▶ **Problem statement**:
Please copy, word for word, the part of the records below that opens with the line containing "Point to the butterfly hindwing." and closes with the line containing "x=345, y=355". Include both of those lines.

▶ **Dataset rows**:
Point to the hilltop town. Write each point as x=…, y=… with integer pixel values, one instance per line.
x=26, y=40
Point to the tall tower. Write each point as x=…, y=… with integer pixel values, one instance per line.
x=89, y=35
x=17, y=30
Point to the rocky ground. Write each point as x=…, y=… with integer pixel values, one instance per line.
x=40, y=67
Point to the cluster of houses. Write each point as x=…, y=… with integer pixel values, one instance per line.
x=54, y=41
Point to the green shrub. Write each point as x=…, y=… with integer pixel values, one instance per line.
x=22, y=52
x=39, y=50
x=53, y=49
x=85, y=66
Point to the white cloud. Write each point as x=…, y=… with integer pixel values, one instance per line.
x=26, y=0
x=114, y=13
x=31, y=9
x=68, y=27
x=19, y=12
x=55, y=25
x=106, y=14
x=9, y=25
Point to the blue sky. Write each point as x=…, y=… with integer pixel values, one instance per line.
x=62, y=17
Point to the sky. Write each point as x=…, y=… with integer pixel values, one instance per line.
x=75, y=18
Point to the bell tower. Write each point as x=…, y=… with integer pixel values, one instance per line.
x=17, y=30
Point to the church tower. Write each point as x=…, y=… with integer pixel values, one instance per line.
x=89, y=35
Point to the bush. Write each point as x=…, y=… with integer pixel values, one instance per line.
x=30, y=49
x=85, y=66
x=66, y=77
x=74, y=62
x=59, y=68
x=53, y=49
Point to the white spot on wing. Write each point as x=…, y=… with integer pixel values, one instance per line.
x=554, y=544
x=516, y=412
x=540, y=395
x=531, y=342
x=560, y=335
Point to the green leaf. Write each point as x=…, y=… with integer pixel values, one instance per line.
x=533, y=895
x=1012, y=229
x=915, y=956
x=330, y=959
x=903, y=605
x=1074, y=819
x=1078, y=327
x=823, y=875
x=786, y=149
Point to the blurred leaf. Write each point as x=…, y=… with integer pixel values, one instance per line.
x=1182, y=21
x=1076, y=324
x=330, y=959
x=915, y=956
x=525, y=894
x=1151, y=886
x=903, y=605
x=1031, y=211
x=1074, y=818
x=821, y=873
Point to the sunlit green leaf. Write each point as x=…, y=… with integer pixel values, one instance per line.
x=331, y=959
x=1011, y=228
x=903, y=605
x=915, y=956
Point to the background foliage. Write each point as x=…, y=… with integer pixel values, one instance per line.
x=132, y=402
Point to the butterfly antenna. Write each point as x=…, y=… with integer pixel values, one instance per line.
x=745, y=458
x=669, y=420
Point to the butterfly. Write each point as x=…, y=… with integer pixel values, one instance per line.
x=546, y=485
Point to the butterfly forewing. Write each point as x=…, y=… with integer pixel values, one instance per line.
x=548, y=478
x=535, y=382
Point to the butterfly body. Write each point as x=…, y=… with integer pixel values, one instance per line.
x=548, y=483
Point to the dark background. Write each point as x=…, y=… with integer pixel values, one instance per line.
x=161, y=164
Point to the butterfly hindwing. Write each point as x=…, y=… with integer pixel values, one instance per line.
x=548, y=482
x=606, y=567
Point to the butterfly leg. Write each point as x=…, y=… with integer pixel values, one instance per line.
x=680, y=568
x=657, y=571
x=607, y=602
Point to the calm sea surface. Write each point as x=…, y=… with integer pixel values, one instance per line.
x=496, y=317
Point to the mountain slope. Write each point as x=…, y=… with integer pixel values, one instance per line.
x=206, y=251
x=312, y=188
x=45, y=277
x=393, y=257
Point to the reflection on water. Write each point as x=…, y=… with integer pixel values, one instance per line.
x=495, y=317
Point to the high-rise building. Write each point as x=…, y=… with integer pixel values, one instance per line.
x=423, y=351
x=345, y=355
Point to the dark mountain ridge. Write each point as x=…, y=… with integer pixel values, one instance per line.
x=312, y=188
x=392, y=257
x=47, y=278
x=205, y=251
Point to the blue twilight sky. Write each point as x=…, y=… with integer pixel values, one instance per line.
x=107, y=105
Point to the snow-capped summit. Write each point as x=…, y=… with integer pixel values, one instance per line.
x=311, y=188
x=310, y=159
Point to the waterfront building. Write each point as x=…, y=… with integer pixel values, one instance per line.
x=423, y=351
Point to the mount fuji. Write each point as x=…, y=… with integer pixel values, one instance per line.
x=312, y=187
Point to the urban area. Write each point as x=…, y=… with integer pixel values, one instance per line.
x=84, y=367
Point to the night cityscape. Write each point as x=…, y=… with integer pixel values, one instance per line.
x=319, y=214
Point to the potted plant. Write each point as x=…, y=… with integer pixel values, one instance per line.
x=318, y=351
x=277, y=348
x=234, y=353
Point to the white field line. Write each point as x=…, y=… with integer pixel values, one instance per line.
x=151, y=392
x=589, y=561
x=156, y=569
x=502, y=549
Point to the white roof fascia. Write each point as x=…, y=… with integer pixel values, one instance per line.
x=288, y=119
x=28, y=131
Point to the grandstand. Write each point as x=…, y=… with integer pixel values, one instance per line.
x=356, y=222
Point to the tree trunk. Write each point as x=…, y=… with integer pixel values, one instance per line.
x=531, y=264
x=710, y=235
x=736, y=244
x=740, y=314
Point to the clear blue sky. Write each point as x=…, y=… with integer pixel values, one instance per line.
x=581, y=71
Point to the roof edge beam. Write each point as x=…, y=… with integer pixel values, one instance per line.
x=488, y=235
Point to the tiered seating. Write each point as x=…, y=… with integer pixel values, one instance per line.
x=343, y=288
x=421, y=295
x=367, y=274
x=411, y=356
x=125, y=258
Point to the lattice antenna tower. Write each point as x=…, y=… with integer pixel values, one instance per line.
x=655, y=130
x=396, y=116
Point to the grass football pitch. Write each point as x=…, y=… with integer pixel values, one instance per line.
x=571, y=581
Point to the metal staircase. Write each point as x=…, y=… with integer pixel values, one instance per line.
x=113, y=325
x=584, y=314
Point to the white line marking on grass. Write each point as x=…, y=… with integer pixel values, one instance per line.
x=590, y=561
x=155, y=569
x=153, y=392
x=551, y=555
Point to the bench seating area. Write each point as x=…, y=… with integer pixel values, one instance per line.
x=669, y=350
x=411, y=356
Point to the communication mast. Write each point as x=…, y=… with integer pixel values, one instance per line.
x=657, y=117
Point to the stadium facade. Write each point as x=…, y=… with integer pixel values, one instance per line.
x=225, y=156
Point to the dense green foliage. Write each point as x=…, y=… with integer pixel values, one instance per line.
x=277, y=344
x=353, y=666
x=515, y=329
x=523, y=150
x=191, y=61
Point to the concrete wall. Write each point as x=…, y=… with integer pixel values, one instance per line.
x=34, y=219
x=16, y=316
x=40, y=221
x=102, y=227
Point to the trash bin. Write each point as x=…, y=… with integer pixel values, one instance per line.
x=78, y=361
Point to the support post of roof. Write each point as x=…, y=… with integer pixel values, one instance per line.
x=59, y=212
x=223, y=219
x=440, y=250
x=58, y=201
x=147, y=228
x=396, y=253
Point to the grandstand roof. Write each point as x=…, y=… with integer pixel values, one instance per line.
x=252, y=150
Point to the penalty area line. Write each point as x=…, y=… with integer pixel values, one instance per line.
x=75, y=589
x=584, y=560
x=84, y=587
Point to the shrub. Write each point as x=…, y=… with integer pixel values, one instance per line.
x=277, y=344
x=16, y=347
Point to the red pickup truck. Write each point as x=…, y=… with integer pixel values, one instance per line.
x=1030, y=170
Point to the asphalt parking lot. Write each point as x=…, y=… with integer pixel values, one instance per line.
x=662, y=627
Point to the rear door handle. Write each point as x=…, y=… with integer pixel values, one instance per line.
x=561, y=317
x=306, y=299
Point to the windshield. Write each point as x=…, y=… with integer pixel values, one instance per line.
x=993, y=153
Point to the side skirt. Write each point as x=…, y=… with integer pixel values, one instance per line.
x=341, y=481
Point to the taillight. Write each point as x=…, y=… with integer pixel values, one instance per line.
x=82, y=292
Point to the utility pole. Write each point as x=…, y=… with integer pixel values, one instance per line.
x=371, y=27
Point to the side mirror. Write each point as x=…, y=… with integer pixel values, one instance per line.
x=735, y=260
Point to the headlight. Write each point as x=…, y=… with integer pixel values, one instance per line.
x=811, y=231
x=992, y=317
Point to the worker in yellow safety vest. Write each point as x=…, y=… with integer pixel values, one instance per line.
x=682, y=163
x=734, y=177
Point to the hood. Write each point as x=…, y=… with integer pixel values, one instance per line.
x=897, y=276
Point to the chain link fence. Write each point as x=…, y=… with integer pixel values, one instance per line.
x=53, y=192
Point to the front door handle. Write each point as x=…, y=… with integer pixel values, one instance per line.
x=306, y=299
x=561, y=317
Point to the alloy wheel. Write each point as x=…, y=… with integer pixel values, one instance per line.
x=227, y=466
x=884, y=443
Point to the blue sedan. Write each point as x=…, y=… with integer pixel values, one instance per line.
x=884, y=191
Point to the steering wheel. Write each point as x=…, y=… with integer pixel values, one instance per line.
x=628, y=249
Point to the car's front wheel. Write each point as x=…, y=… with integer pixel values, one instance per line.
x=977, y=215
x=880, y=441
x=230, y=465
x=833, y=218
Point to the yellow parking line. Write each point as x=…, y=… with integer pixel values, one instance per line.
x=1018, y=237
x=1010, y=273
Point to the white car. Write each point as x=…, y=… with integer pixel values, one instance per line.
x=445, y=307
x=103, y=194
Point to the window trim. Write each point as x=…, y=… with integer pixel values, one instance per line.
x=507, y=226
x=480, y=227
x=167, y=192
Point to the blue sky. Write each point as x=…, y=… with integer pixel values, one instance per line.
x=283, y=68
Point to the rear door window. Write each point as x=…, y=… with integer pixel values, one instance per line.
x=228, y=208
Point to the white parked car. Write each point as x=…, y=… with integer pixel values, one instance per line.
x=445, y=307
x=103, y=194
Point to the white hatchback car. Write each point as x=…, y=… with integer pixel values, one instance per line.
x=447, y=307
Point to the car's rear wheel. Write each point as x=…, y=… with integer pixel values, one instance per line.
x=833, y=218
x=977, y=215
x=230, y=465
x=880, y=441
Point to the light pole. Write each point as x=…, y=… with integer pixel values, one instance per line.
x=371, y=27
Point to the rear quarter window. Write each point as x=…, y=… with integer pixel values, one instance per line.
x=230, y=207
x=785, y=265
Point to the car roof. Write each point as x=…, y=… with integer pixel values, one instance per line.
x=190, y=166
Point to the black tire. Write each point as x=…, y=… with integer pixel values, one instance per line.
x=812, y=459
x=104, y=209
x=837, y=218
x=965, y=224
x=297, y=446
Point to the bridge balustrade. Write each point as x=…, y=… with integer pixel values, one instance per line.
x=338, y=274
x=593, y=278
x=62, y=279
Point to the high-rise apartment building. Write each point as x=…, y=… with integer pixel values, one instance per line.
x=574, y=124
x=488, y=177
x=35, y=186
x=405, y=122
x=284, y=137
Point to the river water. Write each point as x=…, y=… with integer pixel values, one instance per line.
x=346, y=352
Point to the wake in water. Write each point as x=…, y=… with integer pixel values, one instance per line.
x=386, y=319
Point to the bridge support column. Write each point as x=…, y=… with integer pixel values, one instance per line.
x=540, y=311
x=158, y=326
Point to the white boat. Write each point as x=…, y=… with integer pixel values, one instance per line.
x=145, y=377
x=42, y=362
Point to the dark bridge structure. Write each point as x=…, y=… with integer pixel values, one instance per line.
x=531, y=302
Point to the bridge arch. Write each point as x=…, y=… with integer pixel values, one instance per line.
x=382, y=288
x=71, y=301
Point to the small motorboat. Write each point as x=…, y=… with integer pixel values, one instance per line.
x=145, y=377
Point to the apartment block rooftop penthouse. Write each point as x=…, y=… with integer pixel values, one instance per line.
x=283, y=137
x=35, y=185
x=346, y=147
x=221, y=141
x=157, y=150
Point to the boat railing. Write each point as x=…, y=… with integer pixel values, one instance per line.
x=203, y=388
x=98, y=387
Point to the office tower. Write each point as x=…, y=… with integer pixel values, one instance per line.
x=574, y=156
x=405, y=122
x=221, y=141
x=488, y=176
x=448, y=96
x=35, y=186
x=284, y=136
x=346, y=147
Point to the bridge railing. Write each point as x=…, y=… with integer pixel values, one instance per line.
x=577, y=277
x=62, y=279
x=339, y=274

▶ **Task answer**:
Point to the butterfly hindwing. Write each point as x=…, y=… with integer pixel values, one instance per line.
x=548, y=482
x=606, y=567
Point to the butterfly leg. Write each point as x=…, y=… with integer pixel values, one instance per line.
x=680, y=568
x=657, y=571
x=607, y=602
Point to the calm sea surface. Write each point as x=…, y=… with integer pixel values, one instance per line.
x=496, y=317
Point to the mountain slope. Write each point as x=…, y=… with integer pixel values, one instance per line.
x=206, y=251
x=312, y=188
x=45, y=277
x=393, y=257
Point to the reflection on water. Write each point as x=…, y=… with integer pixel values, one instance per line.
x=495, y=317
Point to the high-rise building. Write each point as x=…, y=… with integer pixel values, one instance per line.
x=423, y=351
x=345, y=355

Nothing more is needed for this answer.